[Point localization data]
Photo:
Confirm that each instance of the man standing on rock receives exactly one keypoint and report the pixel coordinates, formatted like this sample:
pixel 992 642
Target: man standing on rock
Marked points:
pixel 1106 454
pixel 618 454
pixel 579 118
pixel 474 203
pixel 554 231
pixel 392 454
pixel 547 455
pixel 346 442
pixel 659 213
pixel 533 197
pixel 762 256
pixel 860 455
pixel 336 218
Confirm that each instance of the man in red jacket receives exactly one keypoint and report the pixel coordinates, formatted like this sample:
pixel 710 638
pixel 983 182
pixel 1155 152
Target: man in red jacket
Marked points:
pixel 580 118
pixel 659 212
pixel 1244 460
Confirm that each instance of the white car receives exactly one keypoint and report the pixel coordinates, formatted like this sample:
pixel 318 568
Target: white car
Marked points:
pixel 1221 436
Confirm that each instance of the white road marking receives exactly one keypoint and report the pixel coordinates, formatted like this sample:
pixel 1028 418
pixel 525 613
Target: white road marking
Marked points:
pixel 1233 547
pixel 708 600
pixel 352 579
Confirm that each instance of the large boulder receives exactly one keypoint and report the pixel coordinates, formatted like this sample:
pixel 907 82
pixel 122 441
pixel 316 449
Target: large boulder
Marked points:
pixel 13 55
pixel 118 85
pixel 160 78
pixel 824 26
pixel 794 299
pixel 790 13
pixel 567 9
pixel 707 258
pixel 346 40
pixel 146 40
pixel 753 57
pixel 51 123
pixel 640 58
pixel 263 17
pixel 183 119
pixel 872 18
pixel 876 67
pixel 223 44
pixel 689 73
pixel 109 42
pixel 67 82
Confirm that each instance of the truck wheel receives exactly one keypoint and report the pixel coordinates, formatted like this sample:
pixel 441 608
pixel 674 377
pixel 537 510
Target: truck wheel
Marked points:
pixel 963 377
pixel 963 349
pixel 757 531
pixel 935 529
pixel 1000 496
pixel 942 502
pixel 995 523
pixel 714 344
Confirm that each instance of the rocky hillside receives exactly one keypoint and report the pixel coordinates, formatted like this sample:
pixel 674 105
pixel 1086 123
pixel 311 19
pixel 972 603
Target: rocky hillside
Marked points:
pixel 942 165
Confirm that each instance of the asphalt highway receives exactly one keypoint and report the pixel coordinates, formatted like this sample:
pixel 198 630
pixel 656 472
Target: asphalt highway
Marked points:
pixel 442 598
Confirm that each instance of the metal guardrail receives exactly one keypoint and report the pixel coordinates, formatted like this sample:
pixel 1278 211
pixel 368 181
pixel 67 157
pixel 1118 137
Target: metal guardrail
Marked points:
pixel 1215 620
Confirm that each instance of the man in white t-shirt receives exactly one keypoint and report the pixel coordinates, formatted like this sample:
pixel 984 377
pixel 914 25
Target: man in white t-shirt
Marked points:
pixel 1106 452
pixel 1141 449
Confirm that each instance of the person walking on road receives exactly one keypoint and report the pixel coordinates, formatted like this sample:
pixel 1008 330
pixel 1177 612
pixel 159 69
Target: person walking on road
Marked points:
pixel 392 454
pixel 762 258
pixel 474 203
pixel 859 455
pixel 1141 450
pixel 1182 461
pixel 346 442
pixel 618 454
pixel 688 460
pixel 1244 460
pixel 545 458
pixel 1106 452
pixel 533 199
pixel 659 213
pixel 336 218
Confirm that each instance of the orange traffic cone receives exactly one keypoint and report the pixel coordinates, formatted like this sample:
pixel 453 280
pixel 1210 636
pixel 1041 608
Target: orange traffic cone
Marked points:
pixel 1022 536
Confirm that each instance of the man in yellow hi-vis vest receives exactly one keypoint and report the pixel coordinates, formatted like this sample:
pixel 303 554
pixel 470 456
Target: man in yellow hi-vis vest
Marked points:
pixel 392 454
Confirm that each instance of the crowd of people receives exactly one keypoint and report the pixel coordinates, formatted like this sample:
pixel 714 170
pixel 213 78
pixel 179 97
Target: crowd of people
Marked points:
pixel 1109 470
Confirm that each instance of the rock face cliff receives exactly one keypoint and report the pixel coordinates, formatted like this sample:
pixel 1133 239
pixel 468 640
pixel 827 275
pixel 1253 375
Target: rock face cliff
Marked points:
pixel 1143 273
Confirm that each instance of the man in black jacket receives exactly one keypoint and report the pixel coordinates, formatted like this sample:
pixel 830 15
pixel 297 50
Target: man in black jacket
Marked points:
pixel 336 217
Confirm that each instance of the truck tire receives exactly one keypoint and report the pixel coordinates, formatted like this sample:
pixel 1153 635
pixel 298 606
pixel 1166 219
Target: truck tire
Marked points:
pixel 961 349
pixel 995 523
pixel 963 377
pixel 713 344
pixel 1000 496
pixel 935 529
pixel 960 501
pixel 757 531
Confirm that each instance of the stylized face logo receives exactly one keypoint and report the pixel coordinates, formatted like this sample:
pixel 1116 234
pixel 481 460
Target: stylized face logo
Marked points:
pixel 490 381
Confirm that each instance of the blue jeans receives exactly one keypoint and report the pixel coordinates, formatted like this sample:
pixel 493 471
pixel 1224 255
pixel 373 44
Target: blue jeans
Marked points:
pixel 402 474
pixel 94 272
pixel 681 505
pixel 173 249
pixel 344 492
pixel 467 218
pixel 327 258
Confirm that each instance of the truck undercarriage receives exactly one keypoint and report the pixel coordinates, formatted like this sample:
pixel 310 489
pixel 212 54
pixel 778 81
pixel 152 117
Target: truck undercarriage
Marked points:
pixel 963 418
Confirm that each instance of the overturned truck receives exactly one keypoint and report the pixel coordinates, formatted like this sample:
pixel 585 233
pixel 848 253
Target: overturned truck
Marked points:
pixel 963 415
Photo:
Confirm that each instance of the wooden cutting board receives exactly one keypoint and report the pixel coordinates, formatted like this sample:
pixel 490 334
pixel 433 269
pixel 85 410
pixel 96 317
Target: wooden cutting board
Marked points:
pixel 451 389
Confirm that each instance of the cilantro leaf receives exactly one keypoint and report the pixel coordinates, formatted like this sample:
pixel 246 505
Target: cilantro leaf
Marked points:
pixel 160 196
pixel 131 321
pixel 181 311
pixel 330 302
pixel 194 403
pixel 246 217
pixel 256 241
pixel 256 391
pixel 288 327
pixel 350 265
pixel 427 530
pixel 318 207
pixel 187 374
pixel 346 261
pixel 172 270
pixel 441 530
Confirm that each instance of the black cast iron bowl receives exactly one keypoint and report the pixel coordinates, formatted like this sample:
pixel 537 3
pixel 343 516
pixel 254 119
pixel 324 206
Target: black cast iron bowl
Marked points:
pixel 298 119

Exercise aim:
Within the data above, filter for lines containing the word "cutting" and copy each one.

Answer to the exercise:
Confirm that each instance of the wooden cutting board receives exactly one keypoint and report the pixel coordinates, formatted like this sample:
Target: wooden cutting board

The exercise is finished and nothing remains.